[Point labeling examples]
┌──
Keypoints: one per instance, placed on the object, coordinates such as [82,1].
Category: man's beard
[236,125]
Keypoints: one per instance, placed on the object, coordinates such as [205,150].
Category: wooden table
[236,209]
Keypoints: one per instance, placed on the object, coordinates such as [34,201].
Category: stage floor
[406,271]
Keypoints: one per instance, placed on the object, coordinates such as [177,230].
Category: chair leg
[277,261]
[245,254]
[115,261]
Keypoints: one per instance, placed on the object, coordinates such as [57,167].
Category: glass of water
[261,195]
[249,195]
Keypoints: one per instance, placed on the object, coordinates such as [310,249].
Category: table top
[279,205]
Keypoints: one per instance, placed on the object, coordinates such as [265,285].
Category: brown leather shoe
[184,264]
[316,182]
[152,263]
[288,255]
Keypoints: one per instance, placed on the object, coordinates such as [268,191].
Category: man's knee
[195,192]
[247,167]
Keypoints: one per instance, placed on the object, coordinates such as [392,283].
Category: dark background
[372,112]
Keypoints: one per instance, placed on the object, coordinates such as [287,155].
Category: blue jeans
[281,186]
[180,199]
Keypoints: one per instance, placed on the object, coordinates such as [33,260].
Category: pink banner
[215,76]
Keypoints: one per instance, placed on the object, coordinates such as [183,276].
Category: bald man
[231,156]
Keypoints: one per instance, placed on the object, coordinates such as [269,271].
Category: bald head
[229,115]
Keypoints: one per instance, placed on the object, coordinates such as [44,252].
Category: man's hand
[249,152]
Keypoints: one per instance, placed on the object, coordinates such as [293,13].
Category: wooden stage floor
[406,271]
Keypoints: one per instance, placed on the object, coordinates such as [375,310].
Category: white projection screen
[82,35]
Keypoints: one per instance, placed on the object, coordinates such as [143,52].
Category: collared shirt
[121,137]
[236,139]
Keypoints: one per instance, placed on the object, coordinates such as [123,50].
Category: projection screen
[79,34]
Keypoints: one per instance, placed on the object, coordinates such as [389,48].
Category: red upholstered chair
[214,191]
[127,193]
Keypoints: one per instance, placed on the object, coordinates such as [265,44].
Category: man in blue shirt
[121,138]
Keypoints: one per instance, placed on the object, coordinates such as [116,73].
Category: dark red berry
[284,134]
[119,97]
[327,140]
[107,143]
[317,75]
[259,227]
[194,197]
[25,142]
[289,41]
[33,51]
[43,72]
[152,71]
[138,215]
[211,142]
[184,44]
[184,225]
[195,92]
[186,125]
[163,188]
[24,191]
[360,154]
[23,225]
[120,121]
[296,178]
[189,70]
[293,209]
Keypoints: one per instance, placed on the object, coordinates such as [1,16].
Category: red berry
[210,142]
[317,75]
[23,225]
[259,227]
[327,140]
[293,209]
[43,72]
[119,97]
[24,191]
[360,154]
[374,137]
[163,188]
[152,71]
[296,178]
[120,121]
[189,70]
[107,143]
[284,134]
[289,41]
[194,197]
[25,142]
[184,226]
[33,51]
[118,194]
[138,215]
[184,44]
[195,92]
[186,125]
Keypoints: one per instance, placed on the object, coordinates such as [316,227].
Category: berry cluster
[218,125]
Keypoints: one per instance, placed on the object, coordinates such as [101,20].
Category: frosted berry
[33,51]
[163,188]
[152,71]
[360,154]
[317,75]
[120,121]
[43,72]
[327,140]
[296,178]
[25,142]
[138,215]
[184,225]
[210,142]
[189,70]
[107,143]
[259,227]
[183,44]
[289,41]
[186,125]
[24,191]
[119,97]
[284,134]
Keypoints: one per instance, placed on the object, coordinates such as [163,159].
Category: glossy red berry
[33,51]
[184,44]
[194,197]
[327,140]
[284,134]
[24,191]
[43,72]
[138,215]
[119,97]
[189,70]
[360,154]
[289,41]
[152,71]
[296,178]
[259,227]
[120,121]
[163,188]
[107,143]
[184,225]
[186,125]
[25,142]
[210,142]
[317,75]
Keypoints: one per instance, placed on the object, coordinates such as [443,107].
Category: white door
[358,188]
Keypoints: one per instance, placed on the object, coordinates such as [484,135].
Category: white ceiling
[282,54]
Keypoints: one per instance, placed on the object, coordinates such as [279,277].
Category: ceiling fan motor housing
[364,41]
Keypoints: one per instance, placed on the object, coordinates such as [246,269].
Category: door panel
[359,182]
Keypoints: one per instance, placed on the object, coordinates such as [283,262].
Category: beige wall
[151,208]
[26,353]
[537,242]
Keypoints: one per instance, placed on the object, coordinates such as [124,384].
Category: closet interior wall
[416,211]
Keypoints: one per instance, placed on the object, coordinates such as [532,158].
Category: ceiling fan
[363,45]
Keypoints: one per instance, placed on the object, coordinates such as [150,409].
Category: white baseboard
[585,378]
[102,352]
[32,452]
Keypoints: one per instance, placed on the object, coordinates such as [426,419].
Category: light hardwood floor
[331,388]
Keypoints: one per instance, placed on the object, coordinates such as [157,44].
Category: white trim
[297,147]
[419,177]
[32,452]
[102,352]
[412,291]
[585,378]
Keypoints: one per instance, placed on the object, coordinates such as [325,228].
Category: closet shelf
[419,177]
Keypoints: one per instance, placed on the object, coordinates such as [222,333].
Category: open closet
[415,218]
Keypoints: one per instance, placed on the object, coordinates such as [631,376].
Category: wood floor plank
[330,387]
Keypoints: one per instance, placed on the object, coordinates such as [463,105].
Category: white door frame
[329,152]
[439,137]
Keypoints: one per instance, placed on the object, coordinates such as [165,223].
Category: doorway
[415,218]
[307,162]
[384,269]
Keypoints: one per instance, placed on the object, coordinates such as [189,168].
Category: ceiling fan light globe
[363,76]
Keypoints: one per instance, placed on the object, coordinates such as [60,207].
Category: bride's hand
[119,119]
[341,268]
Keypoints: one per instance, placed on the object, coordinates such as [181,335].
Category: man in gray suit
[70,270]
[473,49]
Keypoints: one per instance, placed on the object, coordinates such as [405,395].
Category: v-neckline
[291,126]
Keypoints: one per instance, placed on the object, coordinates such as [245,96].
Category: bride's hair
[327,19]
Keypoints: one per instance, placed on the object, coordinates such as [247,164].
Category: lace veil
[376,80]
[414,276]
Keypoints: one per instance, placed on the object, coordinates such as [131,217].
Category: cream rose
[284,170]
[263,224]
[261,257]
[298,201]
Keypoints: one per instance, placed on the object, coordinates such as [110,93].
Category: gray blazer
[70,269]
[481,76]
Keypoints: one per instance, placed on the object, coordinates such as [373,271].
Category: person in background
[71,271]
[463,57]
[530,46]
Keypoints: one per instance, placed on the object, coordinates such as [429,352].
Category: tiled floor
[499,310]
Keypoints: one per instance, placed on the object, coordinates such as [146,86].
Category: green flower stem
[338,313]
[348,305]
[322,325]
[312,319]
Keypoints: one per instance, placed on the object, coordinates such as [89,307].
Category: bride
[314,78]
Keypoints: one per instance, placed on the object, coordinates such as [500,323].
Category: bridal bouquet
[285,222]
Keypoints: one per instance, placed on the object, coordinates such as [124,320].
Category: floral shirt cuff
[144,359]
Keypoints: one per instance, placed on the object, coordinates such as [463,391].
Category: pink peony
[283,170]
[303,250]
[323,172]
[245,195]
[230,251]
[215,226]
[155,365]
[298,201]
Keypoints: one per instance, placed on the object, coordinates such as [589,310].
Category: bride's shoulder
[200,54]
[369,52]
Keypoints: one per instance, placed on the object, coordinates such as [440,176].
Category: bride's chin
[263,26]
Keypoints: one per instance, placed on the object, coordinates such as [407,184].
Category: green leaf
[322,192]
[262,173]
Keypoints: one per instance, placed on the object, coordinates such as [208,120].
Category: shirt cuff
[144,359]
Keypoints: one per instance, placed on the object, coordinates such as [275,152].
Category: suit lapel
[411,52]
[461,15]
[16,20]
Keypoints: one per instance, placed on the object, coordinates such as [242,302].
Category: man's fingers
└──
## Required task
Begin with the line that contains "such as [124,320]." and quote each line after it exactly, stopping after the last line of the data.

## Full response
Keypoints: one per instance, placed on the object, coordinates such as [124,320].
Category: floral shirt cuff
[144,359]
Keypoints: one per instance, placed on the object, coordinates such as [463,391].
Category: pink peony
[283,170]
[303,250]
[323,172]
[245,195]
[230,251]
[215,226]
[155,365]
[298,201]
Keypoints: one per instance, placed on the object, coordinates such as [589,310].
Category: bride's shoulder
[200,54]
[369,52]
Keypoints: one per instance, placed on the object, coordinates such as [440,176].
Category: bride's chin
[263,26]
Keypoints: one per instance, placed on the object, coordinates such as [407,184].
Category: green leaf
[322,192]
[262,173]
Keypoints: one per instance, placed on the object, coordinates such as [208,120].
Category: shirt cuff
[144,359]
Keypoints: one per instance, placed on the object, coordinates such as [275,152].
Category: suit lapel
[411,52]
[461,15]
[16,20]
Keypoints: one per instance, placed on the object, coordinates such as [242,302].
Category: man's fingers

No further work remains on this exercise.